--- Start of Exercise material ---
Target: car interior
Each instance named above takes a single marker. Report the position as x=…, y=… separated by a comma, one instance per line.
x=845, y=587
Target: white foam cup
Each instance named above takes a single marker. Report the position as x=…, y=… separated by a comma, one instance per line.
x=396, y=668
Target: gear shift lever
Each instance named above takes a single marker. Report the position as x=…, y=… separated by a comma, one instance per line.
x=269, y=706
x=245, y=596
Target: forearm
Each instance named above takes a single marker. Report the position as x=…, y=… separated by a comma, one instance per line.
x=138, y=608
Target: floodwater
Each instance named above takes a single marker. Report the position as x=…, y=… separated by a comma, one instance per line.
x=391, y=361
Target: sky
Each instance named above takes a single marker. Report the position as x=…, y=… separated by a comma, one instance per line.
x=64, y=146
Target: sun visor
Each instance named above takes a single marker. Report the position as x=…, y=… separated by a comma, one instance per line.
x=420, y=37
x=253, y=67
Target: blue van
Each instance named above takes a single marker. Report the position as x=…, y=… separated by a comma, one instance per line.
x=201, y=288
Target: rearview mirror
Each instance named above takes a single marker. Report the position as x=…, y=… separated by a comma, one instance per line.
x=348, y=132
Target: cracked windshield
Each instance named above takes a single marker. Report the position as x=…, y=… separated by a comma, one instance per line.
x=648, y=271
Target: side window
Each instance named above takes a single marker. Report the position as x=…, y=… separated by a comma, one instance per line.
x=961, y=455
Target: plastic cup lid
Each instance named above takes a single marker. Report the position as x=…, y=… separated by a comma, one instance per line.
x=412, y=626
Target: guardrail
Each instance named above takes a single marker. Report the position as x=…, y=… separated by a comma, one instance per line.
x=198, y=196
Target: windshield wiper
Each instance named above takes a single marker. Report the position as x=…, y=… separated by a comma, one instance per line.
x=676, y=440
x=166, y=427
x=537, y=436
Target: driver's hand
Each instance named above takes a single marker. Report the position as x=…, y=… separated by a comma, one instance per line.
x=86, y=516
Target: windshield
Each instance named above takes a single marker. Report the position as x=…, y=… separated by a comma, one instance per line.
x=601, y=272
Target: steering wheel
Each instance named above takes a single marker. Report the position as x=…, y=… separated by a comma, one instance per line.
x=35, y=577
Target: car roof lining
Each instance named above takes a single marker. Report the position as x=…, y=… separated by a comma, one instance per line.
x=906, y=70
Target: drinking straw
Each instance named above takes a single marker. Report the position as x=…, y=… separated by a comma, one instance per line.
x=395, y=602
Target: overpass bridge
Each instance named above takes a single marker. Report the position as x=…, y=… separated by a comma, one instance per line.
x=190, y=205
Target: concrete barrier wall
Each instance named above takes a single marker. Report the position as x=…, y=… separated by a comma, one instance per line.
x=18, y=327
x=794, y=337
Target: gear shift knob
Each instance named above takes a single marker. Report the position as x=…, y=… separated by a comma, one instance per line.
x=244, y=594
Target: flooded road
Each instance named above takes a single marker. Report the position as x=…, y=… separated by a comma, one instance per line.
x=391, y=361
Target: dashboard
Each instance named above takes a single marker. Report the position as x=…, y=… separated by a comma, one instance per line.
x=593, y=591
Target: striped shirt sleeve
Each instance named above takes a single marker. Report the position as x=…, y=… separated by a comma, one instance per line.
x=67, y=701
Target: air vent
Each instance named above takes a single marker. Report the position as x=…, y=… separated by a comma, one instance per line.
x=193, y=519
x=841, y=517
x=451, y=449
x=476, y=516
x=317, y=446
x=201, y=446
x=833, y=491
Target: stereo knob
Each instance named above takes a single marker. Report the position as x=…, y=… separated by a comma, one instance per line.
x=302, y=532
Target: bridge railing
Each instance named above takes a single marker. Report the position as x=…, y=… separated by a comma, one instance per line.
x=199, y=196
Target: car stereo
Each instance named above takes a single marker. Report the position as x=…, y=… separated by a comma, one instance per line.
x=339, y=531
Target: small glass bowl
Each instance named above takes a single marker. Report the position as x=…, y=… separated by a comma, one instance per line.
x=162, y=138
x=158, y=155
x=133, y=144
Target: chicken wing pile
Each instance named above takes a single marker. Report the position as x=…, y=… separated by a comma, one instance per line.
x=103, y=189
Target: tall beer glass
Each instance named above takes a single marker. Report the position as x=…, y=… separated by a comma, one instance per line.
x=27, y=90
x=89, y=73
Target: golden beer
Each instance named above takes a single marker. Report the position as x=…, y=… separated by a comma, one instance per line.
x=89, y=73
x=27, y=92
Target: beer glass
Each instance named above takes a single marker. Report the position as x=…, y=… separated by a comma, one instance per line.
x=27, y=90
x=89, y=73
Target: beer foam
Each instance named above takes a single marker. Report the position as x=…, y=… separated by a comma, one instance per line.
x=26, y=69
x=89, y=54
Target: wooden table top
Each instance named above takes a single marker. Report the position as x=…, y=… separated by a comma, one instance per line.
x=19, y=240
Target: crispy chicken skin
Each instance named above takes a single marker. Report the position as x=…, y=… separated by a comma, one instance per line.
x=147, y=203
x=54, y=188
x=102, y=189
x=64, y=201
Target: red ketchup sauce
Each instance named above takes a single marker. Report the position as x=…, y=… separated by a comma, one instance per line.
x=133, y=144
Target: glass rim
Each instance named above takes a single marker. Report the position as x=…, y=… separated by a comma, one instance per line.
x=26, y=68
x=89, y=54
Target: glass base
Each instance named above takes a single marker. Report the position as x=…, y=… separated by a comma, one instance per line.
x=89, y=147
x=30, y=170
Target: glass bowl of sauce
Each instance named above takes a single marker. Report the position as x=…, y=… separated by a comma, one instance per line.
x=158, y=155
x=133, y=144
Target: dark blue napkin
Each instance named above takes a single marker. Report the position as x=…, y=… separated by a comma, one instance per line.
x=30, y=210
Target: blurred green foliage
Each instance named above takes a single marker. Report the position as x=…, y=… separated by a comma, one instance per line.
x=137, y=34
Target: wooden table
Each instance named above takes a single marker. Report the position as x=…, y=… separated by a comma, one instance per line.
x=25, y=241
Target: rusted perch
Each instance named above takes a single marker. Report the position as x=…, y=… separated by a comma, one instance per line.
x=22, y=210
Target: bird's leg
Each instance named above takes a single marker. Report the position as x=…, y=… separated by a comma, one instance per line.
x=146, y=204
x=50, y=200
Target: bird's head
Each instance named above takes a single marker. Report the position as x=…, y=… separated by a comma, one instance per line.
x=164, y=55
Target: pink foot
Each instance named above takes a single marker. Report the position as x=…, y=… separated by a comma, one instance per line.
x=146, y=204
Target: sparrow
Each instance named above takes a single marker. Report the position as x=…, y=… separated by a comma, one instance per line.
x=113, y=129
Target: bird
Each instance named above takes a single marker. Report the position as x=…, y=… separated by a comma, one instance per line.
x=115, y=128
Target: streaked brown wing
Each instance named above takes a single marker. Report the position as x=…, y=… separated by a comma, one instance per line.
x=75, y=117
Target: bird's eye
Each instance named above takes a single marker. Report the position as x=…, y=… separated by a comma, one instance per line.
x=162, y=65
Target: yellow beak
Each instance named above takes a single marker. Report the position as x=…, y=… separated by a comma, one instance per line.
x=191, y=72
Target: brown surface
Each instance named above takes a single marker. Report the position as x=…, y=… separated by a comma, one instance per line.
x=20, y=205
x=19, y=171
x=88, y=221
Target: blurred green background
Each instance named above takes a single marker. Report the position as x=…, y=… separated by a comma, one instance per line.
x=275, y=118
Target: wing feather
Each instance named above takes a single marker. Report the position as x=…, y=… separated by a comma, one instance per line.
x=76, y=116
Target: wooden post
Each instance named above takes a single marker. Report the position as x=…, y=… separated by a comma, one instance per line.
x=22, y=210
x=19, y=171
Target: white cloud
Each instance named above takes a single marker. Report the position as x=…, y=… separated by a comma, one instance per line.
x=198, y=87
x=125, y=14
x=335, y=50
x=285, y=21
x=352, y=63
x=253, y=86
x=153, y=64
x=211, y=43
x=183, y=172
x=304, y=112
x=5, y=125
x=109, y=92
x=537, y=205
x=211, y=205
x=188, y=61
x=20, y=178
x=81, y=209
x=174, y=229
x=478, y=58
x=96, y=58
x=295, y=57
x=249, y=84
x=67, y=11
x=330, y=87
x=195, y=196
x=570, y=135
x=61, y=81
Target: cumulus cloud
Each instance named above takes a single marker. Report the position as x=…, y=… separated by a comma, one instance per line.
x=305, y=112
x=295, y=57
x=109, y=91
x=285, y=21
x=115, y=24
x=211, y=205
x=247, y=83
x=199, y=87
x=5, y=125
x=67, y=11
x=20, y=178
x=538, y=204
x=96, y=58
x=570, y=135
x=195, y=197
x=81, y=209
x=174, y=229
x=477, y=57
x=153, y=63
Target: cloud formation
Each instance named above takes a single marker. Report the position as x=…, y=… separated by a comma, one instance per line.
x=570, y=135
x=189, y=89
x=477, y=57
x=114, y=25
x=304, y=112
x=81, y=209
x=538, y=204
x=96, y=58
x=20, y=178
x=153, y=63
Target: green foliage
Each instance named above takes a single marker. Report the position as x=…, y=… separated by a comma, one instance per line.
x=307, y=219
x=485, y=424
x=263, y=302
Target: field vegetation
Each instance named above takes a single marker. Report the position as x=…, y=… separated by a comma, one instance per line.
--- End of Exercise material ---
**To do:**
Rewrite everything from the line containing "Target: gear shift knob" down to the line containing "x=302, y=532" as a two-column CSV headed item and answer. Give one row per item, with its text and its answer each in a single quoted field and line breaks changed to spaces.

**Right answer:**
item,answer
"Target: gear shift knob Each instance named above takes a single marker. Report the position as x=…, y=… separated by a comma, one instance per line.","x=244, y=594"
"Target: flooded road Each instance named above takes a single marker. Report the position as x=…, y=… separated by a comma, one instance per line.","x=391, y=361"
"Target: dashboard Each instance named above takes a single marker. Report the position as x=…, y=… separated by a comma, one instance per line.","x=593, y=591"
"Target: striped shirt sleeve Each instance named above takes a single marker. Report the position as x=…, y=… separated by a comma, one instance per line.","x=67, y=701"
"Target: air vent Each instance named above takes a single marker. Report the position as x=…, y=… separated by a comma, one instance per line.","x=193, y=519 x=841, y=517 x=451, y=449 x=476, y=516 x=317, y=446 x=201, y=446 x=833, y=491"
"Target: stereo knob Each instance named above takes a single marker. Report the position as x=…, y=… separated by a comma, one instance per line.","x=302, y=532"